**Article:**
[Start]
It’s nearly 30 years since Ronald Reagan launched his re-election campaign by declaring: “It’s morning again in America”.
Coming so soon after the humiliations of Vietnam and the Iranian hostage crisis, the spiralling inflation of the previous decade and a devastating recession, perhaps only the Great Communicator himself could have got away with it.
In the wake of the 2008 financial crisis and its aftermath, that kind of optimism might seem as out of place as it did to some in 1984 but, whisper it quietly, a similarly positive tone is being struck by a new generation of US enthusiasts.
Talk of a manufacturing renaissance is gaining ground and the prevailing narrative of the past decade or so an unstoppable shift of economic power from the developed to the emerging world is starting to be questioned.
The anecdotal evidence is compelling.
Wal-Mart announced last week that it would be purchasing an additional $50bn (£32bn) worth of American-made goods over the next decade. Apple (NasdaqGS: AAPL - news) is bringing home some of its production. Alcoa’s boss Klaus Kleinfeld described a focus on wages as a basis for choosing production locations as “so old school”. And General Electric has begun to reverse decades of decline at its iconic Appliance Park in Kentucky, opening brand new assembly lines for high-end water heaters and fridges at the sprawling Louisville site.
To be clear, it is early days, and Appliance Park still employs little more than a tenth of its peak 1973 workforce of 23,000. But chief executive Jeffrey Immelt, who ironically tried to sell GE’s entire appliance business as recently as 2008, is spending $800m to revive its massive facility. And why? “I don’t do it because I run a charity” he said recently, “I think we can do it here and make more money.”
There are several reasons why the jobs are coming home “re-shoring” to use the clunky jargon.
The first, again somewhat ironically, is the same reason they left in the first place cost. Twenty years ago, chasing low wages in China was a no-brainer with factory workers available for a fraction of their counterparts in America. Today, although the gap is still wide, it is narrowing fast as earnings in China grow at 14pc a year, according to Citi. Over the past 14 years, by contrast, US manufacturing wages have grown at 3pc a year, just about keeping up with inflation.
Rising costs elsewhere in the value chain have also raised questions about how much of China’s cost advantage is now more apparent than real. The increasing cost of oil makes shipping goods around the world less attractive. And that’s before the benefit of speed to market in a world of ever quicker product cycles is factored in.
[End]
**Exercise:**
Could you pick up the article on jobs returning to US manufacturing after its last paragraph and keep it going?

**Dataset records:**
[Start]
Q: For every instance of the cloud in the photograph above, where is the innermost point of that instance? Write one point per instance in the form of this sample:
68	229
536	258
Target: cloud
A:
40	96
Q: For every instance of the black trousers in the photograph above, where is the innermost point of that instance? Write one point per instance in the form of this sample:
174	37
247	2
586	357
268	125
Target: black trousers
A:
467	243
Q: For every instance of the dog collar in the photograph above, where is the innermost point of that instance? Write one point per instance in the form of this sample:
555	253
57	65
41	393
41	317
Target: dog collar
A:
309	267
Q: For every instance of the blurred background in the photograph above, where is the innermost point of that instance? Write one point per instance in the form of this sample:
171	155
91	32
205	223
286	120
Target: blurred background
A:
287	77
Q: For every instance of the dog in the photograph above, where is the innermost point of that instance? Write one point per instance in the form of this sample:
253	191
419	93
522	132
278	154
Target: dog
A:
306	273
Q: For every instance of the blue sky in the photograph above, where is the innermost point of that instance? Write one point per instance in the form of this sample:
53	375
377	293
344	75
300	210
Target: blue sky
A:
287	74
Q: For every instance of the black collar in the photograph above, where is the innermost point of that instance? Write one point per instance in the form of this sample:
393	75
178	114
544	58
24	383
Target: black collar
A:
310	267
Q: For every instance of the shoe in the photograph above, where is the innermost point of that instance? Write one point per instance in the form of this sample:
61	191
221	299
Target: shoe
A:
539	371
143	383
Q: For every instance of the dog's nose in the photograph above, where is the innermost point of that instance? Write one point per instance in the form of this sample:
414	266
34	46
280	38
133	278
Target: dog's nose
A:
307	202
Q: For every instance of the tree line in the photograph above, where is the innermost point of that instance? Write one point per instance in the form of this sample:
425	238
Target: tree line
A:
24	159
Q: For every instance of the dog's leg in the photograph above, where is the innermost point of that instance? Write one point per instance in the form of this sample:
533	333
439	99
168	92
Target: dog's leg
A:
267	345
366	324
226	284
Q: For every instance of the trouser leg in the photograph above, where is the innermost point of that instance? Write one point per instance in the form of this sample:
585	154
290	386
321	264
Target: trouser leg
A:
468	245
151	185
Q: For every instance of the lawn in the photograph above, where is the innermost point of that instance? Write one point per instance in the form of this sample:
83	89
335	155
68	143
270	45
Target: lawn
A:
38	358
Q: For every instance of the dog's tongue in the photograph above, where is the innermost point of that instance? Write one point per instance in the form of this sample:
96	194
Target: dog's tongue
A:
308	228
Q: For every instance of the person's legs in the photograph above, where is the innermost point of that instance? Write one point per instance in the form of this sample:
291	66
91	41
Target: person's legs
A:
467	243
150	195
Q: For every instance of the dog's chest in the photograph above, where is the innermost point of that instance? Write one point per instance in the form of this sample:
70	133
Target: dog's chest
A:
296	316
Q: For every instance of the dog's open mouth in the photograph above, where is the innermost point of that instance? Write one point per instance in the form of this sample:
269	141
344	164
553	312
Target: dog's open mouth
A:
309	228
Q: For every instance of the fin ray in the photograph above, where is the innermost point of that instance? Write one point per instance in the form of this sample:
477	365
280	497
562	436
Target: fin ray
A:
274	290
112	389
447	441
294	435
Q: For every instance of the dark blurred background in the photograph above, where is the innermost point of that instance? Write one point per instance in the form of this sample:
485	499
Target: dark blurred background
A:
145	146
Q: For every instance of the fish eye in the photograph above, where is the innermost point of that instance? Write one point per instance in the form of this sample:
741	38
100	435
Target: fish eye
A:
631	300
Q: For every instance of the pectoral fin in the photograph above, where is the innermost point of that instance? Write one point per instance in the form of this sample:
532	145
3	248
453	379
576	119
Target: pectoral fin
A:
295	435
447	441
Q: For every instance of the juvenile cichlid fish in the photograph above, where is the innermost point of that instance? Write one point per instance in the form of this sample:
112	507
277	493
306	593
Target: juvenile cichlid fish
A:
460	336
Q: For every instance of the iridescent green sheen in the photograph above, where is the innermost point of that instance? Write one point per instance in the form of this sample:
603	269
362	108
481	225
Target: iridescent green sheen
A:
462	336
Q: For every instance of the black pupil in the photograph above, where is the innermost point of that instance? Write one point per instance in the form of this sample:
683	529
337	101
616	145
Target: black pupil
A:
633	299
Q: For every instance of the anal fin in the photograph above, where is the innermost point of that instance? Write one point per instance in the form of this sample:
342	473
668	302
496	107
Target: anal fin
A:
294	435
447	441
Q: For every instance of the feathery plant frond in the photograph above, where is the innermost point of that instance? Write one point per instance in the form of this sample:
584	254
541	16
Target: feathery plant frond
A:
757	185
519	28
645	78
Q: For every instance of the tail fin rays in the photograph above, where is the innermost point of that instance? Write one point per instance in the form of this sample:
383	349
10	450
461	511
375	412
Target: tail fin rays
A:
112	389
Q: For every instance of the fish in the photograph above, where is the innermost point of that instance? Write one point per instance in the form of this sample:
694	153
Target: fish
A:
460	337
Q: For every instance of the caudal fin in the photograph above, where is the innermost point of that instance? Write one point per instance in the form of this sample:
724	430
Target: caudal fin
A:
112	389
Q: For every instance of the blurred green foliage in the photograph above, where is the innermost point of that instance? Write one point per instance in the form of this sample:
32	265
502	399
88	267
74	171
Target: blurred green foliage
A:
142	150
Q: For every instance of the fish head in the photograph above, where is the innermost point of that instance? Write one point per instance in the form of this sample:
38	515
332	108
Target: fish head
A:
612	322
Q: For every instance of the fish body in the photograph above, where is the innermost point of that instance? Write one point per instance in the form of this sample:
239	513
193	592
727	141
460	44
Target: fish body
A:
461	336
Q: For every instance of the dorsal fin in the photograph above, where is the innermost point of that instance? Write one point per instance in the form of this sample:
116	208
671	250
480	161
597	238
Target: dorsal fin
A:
[End]
**Answer to the task:**
Then there is the question of quality. China’s labour market is now so stretched that the pool of high-quality workers is arguably on its way to being exhausted.
It only takes a small increase in dud products, put together by second-rate workers, to wipe out the cost benefits off-shoring was meant to generate.
Re-shoring is not the only reason to be positive on the outlook for America. As I’ve mentioned once or twice here before, the revolution in shale oil and gas has the potential to transform the US economy.
Unconventional hydrocarbons give the US a massive cost advantage over European and Asian competitors in areas such as refining and downstream manufacturing businesses such as chemicals.
Feedstocks are cheaper by a factor of three or four in the US, which is a cost advantage on a par with China’s labour costs. And the knock-on creation of ancillary jobs in equipment manufacture, IT and other services means there is a significant multiplier effect throughout the rest of the US economy as well.
From an investor’s point of view, re-shoring and shale are a salutary reminder that trends that look unshakeable might be less solid than we think.
The shift of manufacturing to low-cost countries looked so obvious a few years back that businesses overlooked the fact that if you get someone else to do the dirty manufacturing work you slowly but surely lose the knowledge and skills that enable you to do the bits you thought you’d be able to keep the design and the marketing and all the other “high-value” parts of the process.
America is realising belatedly, but probably not too late, that the benefits of off-shoring may have been overstated.
As Britain slips towards a triple-dip recession, we can only look enviously at a country where yet again a new day may be dawning.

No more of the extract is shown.